◆ **Quoted passage**
Hypothyroidism is treated by replacing the deficient thyroid hormone.
Synthroid (a synthetic thyroxine compound) is the most common
and usually the best treatment. It allows a woman to convert circulating
T4 (thyroxine) to the more active metabolite thyronine (T3) within
the cells of the body.
Desiccated thyroid extract differs from thyroxine compounds since
it also contains thyronine (T3). The amount of T3 in the extract
is greater than that normally secreted by the thyroid gland so
these medications can be counterproductive in terms of treatment
for ovulatory dysfunction.
Synthroid is typically started at a low dose (25-50 mcg per day).
The dose of medication is adjusted as needed according to bloodwork
obtained 4-8 weeks after a change in dose. The final dose required
is dependent on the initial degree of hypothyroidism.
Once stabilized (euthyroid) on medication a sensitive TSH assay
should be checked regularly (typically at least once a year) for
all infertility patients. Testing is more often if the women has
had recent onset thyroiditis since her own thyroid function may
continue to deteriorate with the progression of thyroiditis.
Overtreating a patient with hypothyroidism or providing thyroid
hormone replacement empirically for a euthyroid patient is potentially
harmful. Hyperthyroidism (even if through overtreatment with medication)
is associated with osteoporosis (decreased bone mineral content).
Thyroid hormone stimulates bone resorption to decrease overall
bone mineral content. The mechanism for the increased bone resorption
appears to involve direct effects of thyroid hormone on the bone
as well as effects involving vitamin D, calcitonin and parathyroid
Hypothyroidism in pregnancy should be treated with medication.
Careful monitoring with monthly TSH concentrations for the first
trimester and every few months thereafter is recommended (often
increased medication is required due to increased circulating
blood volume in pregnancy). Hypothyroidism in pregnancy has been
associated with preeclampsia, intrauterine
growth retardation and possibly spontaneous abortions (miscarriages).

◆ **Entries shown**
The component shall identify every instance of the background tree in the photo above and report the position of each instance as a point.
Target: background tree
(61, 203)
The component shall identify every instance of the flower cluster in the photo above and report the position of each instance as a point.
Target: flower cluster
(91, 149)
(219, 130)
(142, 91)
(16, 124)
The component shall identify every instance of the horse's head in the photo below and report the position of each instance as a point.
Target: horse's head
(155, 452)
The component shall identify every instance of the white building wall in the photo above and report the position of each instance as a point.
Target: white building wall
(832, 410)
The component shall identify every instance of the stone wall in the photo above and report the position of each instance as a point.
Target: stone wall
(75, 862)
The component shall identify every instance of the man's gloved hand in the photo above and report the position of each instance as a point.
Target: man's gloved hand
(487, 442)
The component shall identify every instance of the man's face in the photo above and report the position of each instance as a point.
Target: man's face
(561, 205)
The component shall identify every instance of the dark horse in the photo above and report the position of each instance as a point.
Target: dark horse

◆ **Problem description**
Reproduce, word for word, everything in the hypothyroidism treatment passage above from "is associated with" down to "spontaneous abortions (miscarriages).".

◆ **Exercise output**
is associated with osteoporosis (decreased bone mineral content).
Thyroid hormone stimulates bone resorption to decrease overall
bone mineral content. The mechanism for the increased bone resorption
appears to involve direct effects of thyroid hormone on the bone
as well as effects involving vitamin D, calcitonin and parathyroid
Hypothyroidism in pregnancy should be treated with medication.
Careful monitoring with monthly TSH concentrations for the first
trimester and every few months thereafter is recommended (often
increased medication is required due to increased circulating
blood volume in pregnancy). Hypothyroidism in pregnancy has been
associated with preeclampsia, intrauterine
growth retardation and possibly spontaneous abortions (miscarriages).